→ **Your task**
Count the lines in the items below that contain the string "Query". Give only the number.

>> BEGIN Exercise material

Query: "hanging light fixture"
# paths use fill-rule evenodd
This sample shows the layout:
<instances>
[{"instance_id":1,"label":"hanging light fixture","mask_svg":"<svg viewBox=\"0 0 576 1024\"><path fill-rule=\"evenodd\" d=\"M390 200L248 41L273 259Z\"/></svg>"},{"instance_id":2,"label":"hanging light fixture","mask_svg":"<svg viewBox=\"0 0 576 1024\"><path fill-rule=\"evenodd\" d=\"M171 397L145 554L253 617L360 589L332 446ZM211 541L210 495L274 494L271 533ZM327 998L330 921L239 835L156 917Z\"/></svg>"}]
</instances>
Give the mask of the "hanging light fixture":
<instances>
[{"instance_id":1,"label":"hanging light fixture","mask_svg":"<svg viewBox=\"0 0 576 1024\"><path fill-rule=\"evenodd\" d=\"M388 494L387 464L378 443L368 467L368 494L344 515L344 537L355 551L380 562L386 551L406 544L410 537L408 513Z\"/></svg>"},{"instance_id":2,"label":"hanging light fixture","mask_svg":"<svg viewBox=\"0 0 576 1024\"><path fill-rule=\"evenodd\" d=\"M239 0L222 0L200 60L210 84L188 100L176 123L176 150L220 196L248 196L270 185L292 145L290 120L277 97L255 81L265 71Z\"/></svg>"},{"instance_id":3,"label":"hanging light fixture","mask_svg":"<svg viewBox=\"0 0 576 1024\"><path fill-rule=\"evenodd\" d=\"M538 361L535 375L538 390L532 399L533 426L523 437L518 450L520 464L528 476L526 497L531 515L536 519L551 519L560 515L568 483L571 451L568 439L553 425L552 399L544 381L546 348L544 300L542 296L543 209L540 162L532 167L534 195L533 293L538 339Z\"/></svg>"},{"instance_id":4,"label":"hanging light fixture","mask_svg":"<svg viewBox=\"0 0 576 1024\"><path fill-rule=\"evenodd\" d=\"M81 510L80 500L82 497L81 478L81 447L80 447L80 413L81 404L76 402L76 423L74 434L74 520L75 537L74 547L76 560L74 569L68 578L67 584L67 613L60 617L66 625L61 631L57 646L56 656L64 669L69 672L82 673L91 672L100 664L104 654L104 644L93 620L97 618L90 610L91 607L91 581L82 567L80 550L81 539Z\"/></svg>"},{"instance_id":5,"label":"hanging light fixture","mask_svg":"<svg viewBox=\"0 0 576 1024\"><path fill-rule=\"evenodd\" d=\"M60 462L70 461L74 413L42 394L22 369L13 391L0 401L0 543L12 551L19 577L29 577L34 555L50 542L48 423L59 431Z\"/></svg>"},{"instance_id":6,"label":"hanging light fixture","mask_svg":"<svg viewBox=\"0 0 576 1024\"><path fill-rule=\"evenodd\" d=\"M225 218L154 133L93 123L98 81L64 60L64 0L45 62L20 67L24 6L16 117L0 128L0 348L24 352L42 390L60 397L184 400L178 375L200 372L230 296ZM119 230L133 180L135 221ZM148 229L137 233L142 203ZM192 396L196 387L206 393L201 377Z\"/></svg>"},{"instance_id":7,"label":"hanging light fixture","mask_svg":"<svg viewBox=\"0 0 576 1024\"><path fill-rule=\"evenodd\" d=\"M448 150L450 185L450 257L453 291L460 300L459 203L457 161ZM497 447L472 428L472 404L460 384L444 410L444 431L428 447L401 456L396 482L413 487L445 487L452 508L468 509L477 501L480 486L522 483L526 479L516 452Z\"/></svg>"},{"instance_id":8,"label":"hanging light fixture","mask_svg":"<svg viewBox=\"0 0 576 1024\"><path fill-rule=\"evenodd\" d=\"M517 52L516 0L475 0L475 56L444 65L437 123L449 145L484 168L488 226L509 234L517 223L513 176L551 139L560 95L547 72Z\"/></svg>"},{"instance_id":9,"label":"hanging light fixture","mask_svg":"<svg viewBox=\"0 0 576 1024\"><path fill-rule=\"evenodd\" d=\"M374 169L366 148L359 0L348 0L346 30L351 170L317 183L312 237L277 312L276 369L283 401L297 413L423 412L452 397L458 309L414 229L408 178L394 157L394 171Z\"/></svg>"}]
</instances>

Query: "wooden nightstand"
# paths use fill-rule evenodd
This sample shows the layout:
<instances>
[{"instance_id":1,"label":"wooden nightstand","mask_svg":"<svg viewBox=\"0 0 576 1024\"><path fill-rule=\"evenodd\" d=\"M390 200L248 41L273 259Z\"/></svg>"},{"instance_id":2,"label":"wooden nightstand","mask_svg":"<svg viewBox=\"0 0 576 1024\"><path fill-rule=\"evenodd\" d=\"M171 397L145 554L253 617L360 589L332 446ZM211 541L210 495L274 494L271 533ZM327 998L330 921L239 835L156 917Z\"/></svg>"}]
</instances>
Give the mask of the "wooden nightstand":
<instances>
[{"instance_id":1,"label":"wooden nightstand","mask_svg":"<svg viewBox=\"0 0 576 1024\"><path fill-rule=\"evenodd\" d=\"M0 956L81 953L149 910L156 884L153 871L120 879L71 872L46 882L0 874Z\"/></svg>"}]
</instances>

>> END Exercise material

→ **Answer**
2